Check your understanding »
1. Transcribe the passage on poverty in Italy from "In their 21st" to "the report said.".
2. Pick up the passage on poverty in Italy after its last sentence and continue it.

In their 21st report, Catholic charity Caritas says poverty in 2021 was at an all-time high. They made the announcement on the UN’s International Day for the Eradication of Poverty on Monday.
Italian poverty continued to be at an all-time high in 2021, confirming its peaks attained in 2020 when the COVID pandemic began. Catholic charity Caritas said so in its XXI report on poverty and social exclusion.
There were 1.96 million families in absolute poverty in 2021. This amounts to 5,571,000 people or 9.4% of Italy’s resident population, the report said.
Incidence is still higher in the poorer south of the country, the Mezzogiorno, with 10% of households in absolute poverty last year. This is up from 9.4% the previous year. In the more affluent north, and in particular in the northwest, on the other hand, there was a “significant” fall, from 7.9% in 2020 to 6.7% in 2021, Caritas said in its survey, titled The Weak Link.
Caritas is an organ of the Italian Bishops’ Council (CEI). It commented the government’s anti-poverty benefit ‘citizenship wage’ basic income currently only reached 44% of those in absolute poverty. They advise it should be extended to cover the rest.
It also said the economic component of the measure should be flanked by “adequate processes of social inclusion”. The incoming government vows to partly repeal this measure, calling it ‘social methadone’.

Given entries »
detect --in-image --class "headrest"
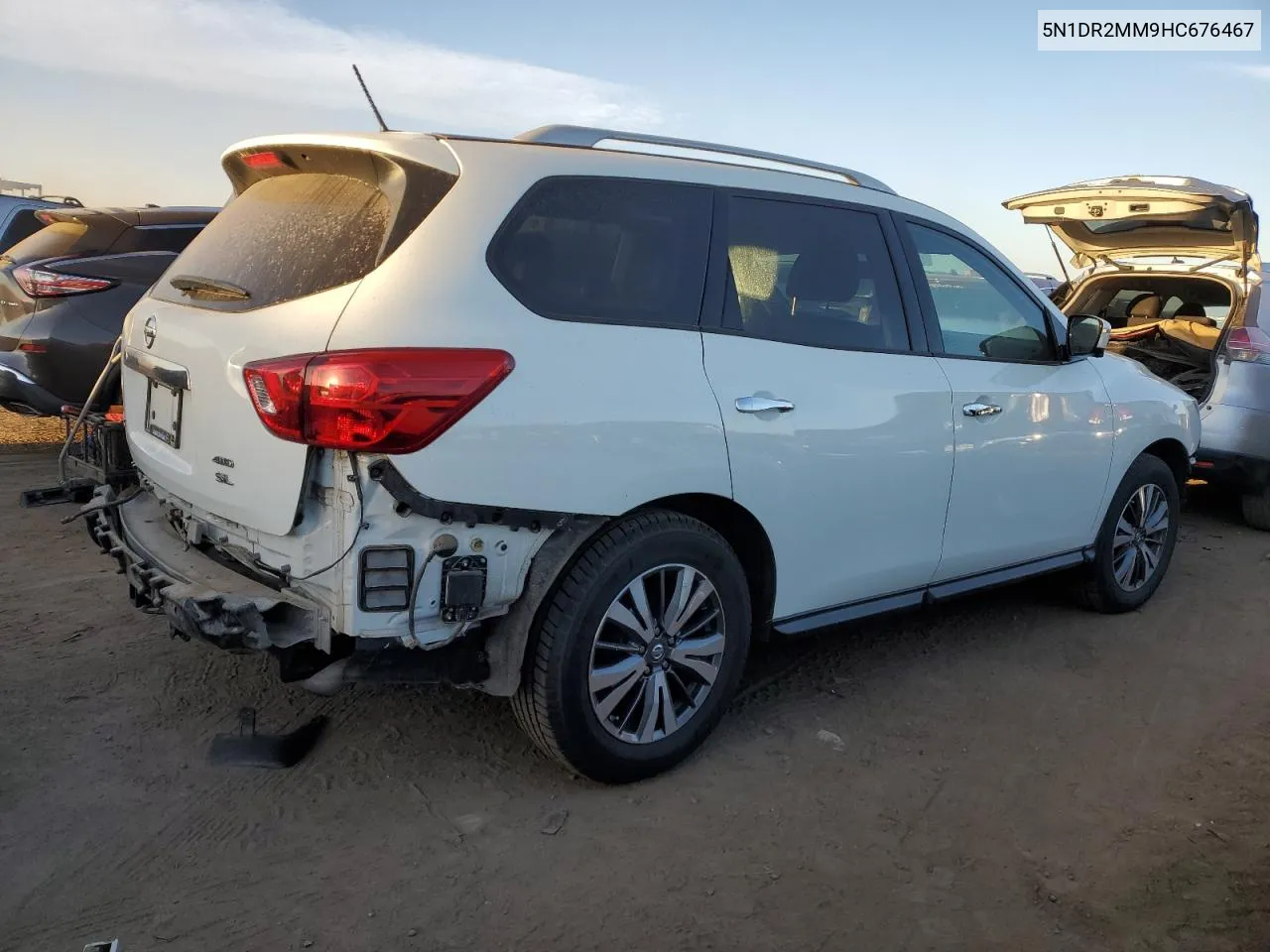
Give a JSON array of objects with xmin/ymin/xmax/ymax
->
[
  {"xmin": 1124, "ymin": 292, "xmax": 1165, "ymax": 325},
  {"xmin": 785, "ymin": 248, "xmax": 863, "ymax": 300}
]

Answers for the tasks »
1.
In their 21st report, Catholic charity Caritas says poverty in 2021 was at an all-time high. They made the announcement on the UN’s International Day for the Eradication of Poverty on Monday.
Italian poverty continued to be at an all-time high in 2021, confirming its peaks attained in 2020 when the COVID pandemic began. Catholic charity Caritas said so in its XXI report on poverty and social exclusion.
There were 1.96 million families in absolute poverty in 2021. This amounts to 5,571,000 people or 9.4% of Italy’s resident population, the report said.

2.
Caritas said “the only measure combatting poverty in our country, the citizenship wage, has only been received by 4.7 million people. It would therefore be opportune that it should reach all those lying in the worst conditions, starting with those in absolute poverty”.
What does the new government have planned?
Opposition parties have said Giorgia Meloni’s pledge to revoke much of the basic income law will create a “social catastrophe”.
Meloni says her government will introduce alternative measures that are not just handouts, but will help people better find jobs.
Pope joins calls for eradication of poverty
Pope Francis joined the chorus of voices calling for the eradication of poverty Monday. He told a group of Spanish business people the best way to fight poverty is to create jobs.
The pontiff said he was looking forward to “an economy that reconciles the members of the various phases of production, so they do not despise each other, without creating greater injustice or living in cold indifference.” The pope also stressed it was work that gave people dignity. He said, “there is a remedy to fight the disease of poverty: jobs and love for the poor, overcoming social and economic prejudice”.